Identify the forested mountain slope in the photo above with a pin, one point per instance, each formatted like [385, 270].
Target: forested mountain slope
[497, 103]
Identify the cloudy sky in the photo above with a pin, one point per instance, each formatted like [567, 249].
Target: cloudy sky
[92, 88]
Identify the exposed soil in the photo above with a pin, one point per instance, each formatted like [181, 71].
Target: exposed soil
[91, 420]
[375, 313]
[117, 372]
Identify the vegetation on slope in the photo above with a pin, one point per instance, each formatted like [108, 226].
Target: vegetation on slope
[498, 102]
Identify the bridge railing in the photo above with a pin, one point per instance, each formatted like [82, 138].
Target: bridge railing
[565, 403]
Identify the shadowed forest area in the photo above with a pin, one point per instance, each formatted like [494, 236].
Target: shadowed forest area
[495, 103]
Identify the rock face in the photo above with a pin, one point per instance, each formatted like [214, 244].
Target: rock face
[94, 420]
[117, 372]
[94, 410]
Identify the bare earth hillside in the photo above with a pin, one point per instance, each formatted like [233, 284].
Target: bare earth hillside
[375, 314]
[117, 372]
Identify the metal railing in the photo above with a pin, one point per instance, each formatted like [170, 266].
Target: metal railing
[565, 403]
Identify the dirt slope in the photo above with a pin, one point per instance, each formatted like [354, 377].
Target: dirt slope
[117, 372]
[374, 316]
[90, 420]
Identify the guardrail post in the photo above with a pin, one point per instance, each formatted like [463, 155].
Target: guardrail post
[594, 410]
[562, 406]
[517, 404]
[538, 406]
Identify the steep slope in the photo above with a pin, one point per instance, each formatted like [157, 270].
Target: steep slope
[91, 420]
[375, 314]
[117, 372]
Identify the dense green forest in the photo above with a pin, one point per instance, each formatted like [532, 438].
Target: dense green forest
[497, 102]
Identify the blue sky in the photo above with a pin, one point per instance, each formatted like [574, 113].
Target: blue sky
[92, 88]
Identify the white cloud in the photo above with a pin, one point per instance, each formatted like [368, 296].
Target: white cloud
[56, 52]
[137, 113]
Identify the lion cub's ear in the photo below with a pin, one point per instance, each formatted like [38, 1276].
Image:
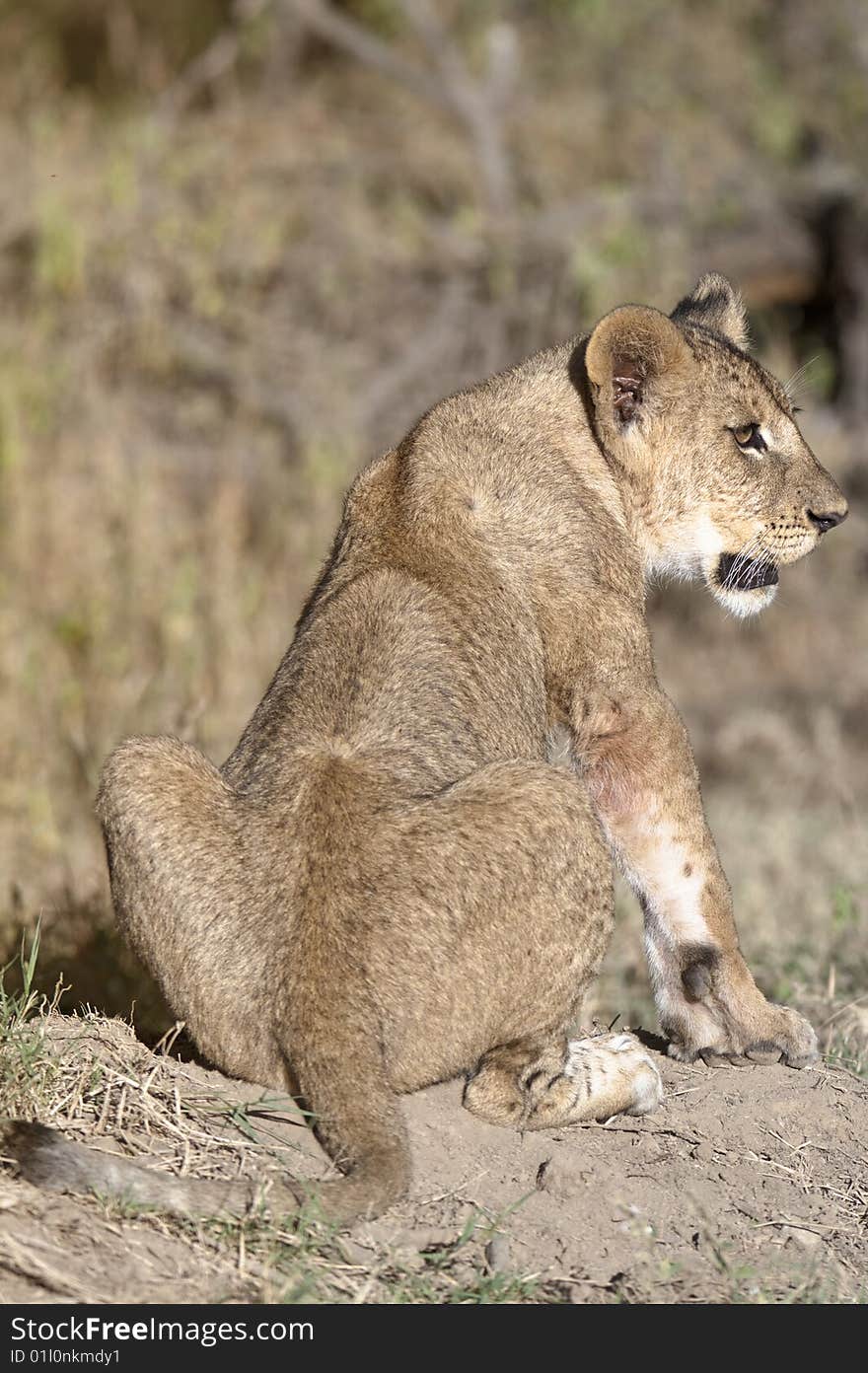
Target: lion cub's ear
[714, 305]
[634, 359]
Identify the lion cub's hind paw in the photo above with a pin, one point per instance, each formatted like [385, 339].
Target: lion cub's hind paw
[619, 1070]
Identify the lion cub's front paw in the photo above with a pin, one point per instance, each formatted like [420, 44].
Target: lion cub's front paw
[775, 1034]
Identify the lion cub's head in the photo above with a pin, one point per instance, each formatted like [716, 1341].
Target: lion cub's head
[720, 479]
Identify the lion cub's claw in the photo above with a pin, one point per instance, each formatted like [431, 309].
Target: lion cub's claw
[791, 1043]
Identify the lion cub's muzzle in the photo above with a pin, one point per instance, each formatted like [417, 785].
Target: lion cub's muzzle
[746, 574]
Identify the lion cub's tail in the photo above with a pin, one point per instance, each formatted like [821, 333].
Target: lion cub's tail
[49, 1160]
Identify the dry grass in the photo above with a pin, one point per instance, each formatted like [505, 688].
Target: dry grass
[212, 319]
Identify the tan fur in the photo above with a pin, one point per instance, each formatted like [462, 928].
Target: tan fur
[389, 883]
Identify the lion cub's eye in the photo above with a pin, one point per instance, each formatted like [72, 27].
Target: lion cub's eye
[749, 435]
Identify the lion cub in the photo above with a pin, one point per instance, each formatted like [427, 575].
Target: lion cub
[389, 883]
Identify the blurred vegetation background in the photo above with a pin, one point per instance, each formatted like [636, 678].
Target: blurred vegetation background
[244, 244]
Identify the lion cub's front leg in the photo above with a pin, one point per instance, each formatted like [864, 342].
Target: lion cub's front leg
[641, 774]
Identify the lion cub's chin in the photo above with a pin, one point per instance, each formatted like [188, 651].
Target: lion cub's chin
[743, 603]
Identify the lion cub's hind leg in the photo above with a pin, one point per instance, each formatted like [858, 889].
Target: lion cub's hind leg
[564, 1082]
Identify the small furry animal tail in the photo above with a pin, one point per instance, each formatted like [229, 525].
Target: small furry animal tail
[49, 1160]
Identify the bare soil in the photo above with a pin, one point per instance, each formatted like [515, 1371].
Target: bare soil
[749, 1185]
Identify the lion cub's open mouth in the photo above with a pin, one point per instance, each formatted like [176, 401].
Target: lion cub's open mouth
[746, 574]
◆ ◆ ◆
*WHAT THE EXERCISE ASKS*
Lines to set down from above: the line with "Target: cloudy sky", the line with "Identify the rock", and every line between, each exactly as written.

*REPLY TO THE TASK*
Target: cloudy sky
[92, 88]
Identify the exposed soil in the photo above with a pin, one point per instance, each formatted like [181, 71].
Target: exposed soil
[91, 420]
[375, 313]
[117, 372]
Identify the vegetation on slope in the photo above with a pin, one point per instance, each formatted like [108, 226].
Target: vegetation on slope
[498, 102]
Identify the bridge railing in the photo above with a pin, one point per instance, each formatted like [82, 138].
Target: bridge railing
[565, 403]
Identify the shadowed forest area in the photo above with a pin, one point per instance, each formatted like [494, 236].
Target: shadowed forest area
[495, 103]
Identify the rock face in the photo above with a pin, one point per instance, each formatted like [214, 244].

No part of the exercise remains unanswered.